Decide whether each statement below agrees with the art listings, answering yes or no and quoting the words of the art listings that settle it. (a) For the Eagle Rock performance, the Popwagon will serve as a spaceship. (b) Steven Claydon is an artist based in New York. (c) Happy Song for You was made in 1959.

#### Excerpt provided
'''

This week, an alien-inspired concert/party happens at an iconic bowling alley, and two artists make intricate renderings of mystery plants.

5. The art star with the bloody head

In Happy Song for You, the short film made by artists Stanya Kahn and Llyn Foulkes in 2011, Foulkes appears with blood dripping down his face and a bandage over his eyes, like the gory figures in the paintings he made in the 1970s and '80s. The camera also lingers over craggy rocks, dirt and funny toys, all things that might appear in a Foulkes artwork. This will screen along with other films, such as a 1959 short starring Foulkes as a deranged, eccentric artist, when the Hammer continues its months-long series of Foulkes programming with a “Starring Llyn” night. 10899 Wilshire Blvd.; Tues., May 14, 7:30 p.m. (310) 443-7000, hammer.ucla.edu.

4. Spaceship lands in Eagle Rock

Machine Project, the artist-run space based out of an Echo Park storefront, has organized a “Field Guide” to L.A. architecture to go along with the Getty's big “Overdrive: L.A. Constructs the Future” show. Artists, performers, musicians and others have been planning events at and about local landmarks. Sound artist Anna Luisa Petrisko (aka JEEPNEYS) will be at the All Star Lanes Bowling Alley in Eagle Rock on Saturday, hosting a “celestial bowling party.” That will be followed by a parking-lot performance in the Popwagon, a trailer that doubles as a stage and, for this performance, will play the role of a spaceship. 4459 Eagle Rock Blvd.; Sat., May 11, 8 p.m. machineproject.org.

3. Fake countertops don't have to stay in the kitchen

Few materials are weirder and tackier than kitchen laminate, the kind you put on countertops to give them that faux-something look. London-based artist Steven Claydon uses laminate liberally in his new show at David Kordansky Gallery. He uses greenish and brown varieties on his frames and pedestals, and its smooth, new surfaces suggest the kind of luxury purportedly offered by bland new housing developments. The show's other objects and images — drawings of cartoon fish, a chrome relief of a lion with devil horns, the bright yellow bust of a Greek philosopher — are similarly tacky yet seductive in that way smooth new things are. 3143 S. La Cienega Blvd., Unit A; through June 22. (310) 558-3030, davidkordanskygallery.com.

2. Can a leaf have six fingers?

'''

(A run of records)
'''

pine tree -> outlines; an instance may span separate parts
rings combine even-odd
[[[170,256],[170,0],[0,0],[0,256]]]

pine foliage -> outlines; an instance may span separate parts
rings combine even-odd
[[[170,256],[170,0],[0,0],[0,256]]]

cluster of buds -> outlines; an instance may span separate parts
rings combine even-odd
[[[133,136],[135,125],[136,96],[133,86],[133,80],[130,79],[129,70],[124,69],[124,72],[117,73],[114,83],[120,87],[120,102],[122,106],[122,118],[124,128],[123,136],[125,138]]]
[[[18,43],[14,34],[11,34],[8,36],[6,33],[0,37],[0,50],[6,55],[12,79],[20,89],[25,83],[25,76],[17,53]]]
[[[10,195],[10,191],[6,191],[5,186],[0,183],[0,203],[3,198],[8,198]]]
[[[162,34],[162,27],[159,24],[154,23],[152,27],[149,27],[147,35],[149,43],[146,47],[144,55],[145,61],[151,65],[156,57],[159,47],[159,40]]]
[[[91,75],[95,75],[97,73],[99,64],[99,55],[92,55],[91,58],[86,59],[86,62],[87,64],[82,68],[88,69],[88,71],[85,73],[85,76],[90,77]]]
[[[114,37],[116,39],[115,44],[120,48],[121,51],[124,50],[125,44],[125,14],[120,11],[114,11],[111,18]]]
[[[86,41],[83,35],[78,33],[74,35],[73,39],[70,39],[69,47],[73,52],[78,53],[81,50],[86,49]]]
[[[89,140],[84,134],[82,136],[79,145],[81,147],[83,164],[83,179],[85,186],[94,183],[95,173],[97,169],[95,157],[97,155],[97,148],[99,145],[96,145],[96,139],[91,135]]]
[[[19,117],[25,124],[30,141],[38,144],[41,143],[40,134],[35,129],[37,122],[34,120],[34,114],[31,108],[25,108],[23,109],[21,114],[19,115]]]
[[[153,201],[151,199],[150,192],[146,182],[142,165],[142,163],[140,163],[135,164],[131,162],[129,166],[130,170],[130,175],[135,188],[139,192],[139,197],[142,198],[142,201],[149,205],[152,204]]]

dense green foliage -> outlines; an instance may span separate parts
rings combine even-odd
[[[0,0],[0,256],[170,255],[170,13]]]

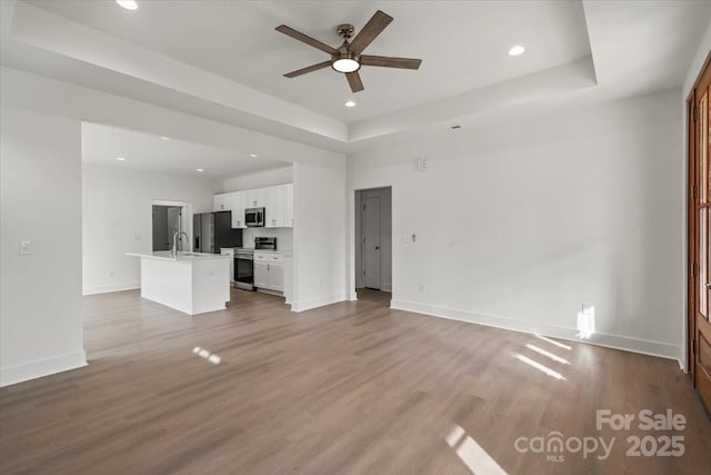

'''

#### Task result
(a) Yes: "will play the role of a spaceship."
(b) No: "London-based artist Steven Claydon."
(c) No: "made by artists Stanya Kahn and Llyn Foulkes in 2011."